■ Ensemble des consignes
1. Énumérez les sources de clarté dont l'effet combiné, selon l'extrait ci-dessous, fait franchir à la lumière des phares du véhicule croisé le seuil de l'éblouissement.
2. Modifiez le passage de l'extrait allant de « Il fait nuit » jusqu'à « baisser les feux. » inclus, en y remplaçant « chaussée » par « route ».

■ Extrait du document
########################################
SANS ÊTRE VU
Violence ordinaire I


Il fait nuit sans lune. Il pleut plus ou moins fort. Devant, la chaussée luisante absorbe l’effort fait par les phares pour percer l’obscurité. Si l’on est seul sur la route, les feux trouvent encore assez d’obstacles de part et d’autre de la chaussée sans horizon pour renvoyer un peu de lumière et se rendre ainsi utiles. Mais voilà qu’une autre paire de phares surgit au loin, en sens inverse. Il faut de nouveau se préparer à baisser les feux.

Tous ces phares sont blancs. Ils ne l’ont pas toujours été. Je me souviens d’avoir appris à conduire dans un pays où la grande majorité des véhicules étaient encore équipés de phares jaunes. Je suppose qu’ils n’éclairaient pas aussi bien. Je ne me rappelle pas l’avoir jamais remarqué — à part, peut-être, ce soir de 199… où je suis rentré tard de C*** par l’autoroute. Il pleuvait à verse. La densité de l’obscurité sur l’autoroute, loin de la ville, m’a surpris. J’ai vraiment cru, pendant un temps, que les phares de mon véhicule — une voiture empruntée, qui ne m’était pas familière — ne fonctionnaient pas. J’ai même quitté l’autoroute à la première sortie qui se présentait, pour vérifier si c’était le cas. Sur la bretelle de sortie, qui ne menait, semblait-il, nulle part, c’était encore pire. Dans le noir, sous la pluie, en rase campagne, je ne voyais rien. Mais j’ai bien dû me rendre compte, une fois sorti de la voiture arrêtée au bord de la route, que les phares marchaient bien. Face à ce barrage agressif des éléments, ils étaient tout simplement inefficaces. Je suis finalement remonté sur l’autoroute et j’ai continué mon chemin, mais lentement, paralysé par la peur du gouffre noir juste devant moi — suscitant ainsi, sans doute, la colère des habitués du parcours et des inconscients qui se sont mis à me doubler à intervalles réguliers.

Tout cela pour dire que, rétrospectivement, je me prends à penser que mes difficultés étaient peut-être liées au fait que les phares de mon véhicule, à l’époque, étaient jaunes. Sur cette route de campagne, aujourd’hui, cependant, dans cet autre pays, tous les phares sont blancs, les miens aussi bien que ceux du véhicule arrivant en sens inverse, qui s’est maintenant trop rapproché pour que je puisse retarder plus longtemps le passage aux feux de croisement. Baisser les feux, c’est la première étape du croisement. Entre le moment où je les baisse (et où l’autre conducteur fait normalement de même) et celui où le véhicule arrive à ma hauteur, il ne s’écoule que quelques secondes, à peine le temps pour moi de me préparer au choc. Quand le véhicule est aussi proche, la lumière blanche de ses phares, qui est déjà, en temps normal, à la limite de l’éblouissant, franchit brutalement ce seuil, sous l’effet combiné de la clarté qu’elle projette directement vers moi, de celle de son reflet allongé sur la chaussée luisante, qui multiplie son intensité, et de celle des nombreuses gouttes de pluie sur mon pare-brise que les essuie-glace ne parviennent pas à éliminer, parce qu’ils se trouvent à un autre endroit dans leur cycle et qu’ils ne sont tout simplement pas conçus pour soulager immédiatement le regard du conducteur dans de telles circonstances.
########################################
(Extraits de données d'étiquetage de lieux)
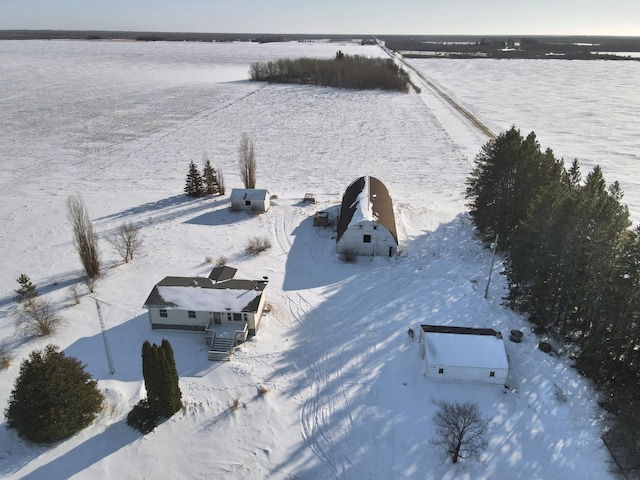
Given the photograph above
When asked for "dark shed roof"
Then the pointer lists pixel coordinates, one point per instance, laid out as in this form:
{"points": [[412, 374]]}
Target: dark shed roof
{"points": [[458, 330], [381, 205]]}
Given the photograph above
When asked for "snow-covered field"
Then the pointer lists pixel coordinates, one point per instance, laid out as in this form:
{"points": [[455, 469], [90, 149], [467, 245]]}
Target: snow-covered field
{"points": [[580, 109], [118, 123]]}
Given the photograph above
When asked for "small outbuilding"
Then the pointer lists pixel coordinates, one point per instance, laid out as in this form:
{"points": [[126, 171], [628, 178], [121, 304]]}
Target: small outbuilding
{"points": [[207, 303], [250, 199], [464, 354], [367, 225]]}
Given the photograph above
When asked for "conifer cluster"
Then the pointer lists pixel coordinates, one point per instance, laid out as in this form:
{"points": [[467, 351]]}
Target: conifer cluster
{"points": [[572, 260], [201, 184]]}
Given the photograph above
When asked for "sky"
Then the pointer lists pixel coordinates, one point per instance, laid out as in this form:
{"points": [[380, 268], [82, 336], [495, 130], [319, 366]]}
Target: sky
{"points": [[404, 17]]}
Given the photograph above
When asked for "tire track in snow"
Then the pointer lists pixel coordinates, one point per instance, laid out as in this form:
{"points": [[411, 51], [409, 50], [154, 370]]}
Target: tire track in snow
{"points": [[476, 122]]}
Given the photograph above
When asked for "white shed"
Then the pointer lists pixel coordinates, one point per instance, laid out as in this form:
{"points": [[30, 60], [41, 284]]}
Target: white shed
{"points": [[250, 199], [367, 224], [464, 354]]}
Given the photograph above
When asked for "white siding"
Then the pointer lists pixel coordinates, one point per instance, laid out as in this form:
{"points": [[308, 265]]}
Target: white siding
{"points": [[381, 241]]}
########################################
■ Corrigé des consignes
1.
- la clarté que la lumière projette directement vers le narrateur
- son reflet allongé sur la chaussée luisante
- les nombreuses gouttes de pluie sur le pare-brise que les essuie-glace ne parviennent pas à éliminer

2.
Il fait nuit sans lune. Il pleut plus ou moins fort. Devant, la route luisante absorbe l’effort fait par les phares pour percer l’obscurité. Si l’on est seul sur la route, les feux trouvent encore assez d’obstacles de part et d’autre de la route sans horizon pour renvoyer un peu de lumière et se rendre ainsi utiles. Mais voilà qu’une autre paire de phares surgit au loin, en sens inverse. Il faut de nouveau se préparer à baisser les feux.